» **EXCERPT TO READ**:
__________________________________________________
In JavaScript, is chained assignment okay?
Am not new to JS or its syntax, but sometimes, the semantics of the language has me stumped at times. At work today, a colleague mentioned this:
var a = b = [];
is not the same as
var a = [], b = [];
or
var a = []; var b = [];
since the first version actually assigns the reference to an empty array to a and b. I couldn't quite accept this as true, but I'm not sure. What do you all think?
Yes, they're not the same. var a = b = []
is equivalent to
var a;
b = [];
a = b;
Not only do both a
and b
get assigned the same value (a reference to the same empty array), b
is not declared at all. In strict mode in ECMAScript 5 and later, this will throw a ReferenceError
; otherwise, unless there is already a variable b
in scope, b
is silently created as a property of the global object and acts similarly to a global variable, wherever the code is, even inside a function. Which is not good.
__________________________________________________
Stored records
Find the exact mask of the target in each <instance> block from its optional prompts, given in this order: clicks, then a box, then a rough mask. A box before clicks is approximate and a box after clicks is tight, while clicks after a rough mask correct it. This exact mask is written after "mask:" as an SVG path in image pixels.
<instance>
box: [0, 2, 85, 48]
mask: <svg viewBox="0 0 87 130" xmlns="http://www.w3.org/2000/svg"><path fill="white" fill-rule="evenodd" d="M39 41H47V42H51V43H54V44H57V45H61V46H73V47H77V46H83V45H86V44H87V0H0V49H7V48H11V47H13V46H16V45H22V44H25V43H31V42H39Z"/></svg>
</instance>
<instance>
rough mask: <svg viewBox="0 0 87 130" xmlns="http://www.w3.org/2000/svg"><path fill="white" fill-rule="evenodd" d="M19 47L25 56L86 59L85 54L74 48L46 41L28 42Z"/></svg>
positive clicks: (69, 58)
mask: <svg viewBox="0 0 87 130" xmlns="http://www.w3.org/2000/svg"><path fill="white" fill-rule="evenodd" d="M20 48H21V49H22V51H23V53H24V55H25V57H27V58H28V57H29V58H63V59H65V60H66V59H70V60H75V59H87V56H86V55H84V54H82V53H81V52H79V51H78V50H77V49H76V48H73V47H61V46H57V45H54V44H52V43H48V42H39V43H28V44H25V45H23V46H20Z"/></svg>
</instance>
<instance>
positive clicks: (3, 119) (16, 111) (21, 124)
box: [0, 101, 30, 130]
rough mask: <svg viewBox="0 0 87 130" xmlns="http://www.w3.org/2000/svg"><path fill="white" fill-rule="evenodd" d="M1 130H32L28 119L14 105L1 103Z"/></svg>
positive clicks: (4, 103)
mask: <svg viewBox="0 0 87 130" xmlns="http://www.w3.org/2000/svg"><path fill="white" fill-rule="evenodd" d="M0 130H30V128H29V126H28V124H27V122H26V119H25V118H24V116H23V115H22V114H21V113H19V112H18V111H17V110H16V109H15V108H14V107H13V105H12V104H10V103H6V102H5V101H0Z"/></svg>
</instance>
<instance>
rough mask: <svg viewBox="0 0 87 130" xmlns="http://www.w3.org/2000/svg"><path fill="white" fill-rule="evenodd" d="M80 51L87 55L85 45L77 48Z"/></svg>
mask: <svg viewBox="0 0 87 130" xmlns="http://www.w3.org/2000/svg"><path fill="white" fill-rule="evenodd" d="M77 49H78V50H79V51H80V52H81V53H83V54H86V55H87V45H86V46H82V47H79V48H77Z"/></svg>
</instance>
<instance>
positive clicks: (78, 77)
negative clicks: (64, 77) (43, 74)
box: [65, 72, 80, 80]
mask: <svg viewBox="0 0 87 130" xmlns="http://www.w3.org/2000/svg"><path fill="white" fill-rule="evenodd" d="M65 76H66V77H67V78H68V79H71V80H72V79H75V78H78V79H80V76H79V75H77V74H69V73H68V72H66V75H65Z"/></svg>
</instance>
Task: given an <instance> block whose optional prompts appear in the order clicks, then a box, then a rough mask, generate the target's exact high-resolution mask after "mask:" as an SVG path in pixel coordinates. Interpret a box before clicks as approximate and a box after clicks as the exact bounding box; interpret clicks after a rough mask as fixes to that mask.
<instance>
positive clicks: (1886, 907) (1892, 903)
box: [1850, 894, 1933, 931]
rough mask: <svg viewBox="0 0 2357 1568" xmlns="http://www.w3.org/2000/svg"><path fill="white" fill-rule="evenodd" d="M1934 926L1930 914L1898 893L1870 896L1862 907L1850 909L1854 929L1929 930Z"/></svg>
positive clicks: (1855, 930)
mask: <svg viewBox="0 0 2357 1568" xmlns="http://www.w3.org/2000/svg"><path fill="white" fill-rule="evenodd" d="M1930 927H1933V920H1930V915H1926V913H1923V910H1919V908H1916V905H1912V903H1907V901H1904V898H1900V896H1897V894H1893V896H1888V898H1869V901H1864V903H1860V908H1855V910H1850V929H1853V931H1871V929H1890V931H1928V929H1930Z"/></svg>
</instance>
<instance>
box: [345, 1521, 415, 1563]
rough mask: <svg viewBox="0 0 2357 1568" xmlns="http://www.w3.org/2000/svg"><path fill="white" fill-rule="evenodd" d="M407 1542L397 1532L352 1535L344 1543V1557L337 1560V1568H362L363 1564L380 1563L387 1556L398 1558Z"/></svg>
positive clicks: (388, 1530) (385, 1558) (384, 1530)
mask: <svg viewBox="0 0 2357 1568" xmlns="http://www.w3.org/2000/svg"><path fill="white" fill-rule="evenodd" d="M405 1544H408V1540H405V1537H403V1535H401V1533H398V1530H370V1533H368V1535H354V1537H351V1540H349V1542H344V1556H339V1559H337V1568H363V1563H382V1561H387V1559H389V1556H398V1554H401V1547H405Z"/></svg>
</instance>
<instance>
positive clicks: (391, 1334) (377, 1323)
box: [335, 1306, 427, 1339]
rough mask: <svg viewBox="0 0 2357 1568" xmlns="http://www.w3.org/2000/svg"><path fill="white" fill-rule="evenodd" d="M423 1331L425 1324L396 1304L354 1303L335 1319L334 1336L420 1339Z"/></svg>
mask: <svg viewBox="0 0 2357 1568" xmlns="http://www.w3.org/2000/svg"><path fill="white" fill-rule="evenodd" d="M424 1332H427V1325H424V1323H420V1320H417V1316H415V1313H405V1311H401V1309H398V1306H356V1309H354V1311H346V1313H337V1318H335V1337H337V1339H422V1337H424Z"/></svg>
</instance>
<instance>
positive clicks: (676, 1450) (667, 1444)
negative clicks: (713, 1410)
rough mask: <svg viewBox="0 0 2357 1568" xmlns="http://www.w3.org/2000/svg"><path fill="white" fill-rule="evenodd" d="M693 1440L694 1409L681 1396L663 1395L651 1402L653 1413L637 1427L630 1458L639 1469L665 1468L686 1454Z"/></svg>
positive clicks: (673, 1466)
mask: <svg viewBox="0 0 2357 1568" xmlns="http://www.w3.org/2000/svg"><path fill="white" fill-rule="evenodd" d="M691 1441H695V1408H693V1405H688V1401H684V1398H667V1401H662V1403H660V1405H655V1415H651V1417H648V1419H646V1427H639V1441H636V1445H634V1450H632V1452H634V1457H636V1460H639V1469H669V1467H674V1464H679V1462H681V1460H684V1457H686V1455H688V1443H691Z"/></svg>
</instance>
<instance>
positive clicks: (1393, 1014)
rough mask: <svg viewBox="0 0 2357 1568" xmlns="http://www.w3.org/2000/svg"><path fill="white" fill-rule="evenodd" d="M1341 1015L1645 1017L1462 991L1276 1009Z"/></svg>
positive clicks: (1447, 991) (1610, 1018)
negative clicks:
__________________________________________________
» **ACTION ITEM**: Recast the paragraph of the JavaScript discussion that begins "Not only do both" as a brief list, keeping its main facts.

» **WRITTEN RESPONSE**:
- Both a and b receive the same value, a reference to one empty array.
- b is not declared at all.
- In strict mode in ECMAScript 5 and later, this throws a ReferenceError.
- Otherwise, unless a variable b is already in scope, b is silently created as a property of the global object. It then acts much like a global variable wherever the code is, even inside a function.
- This outcome is not good.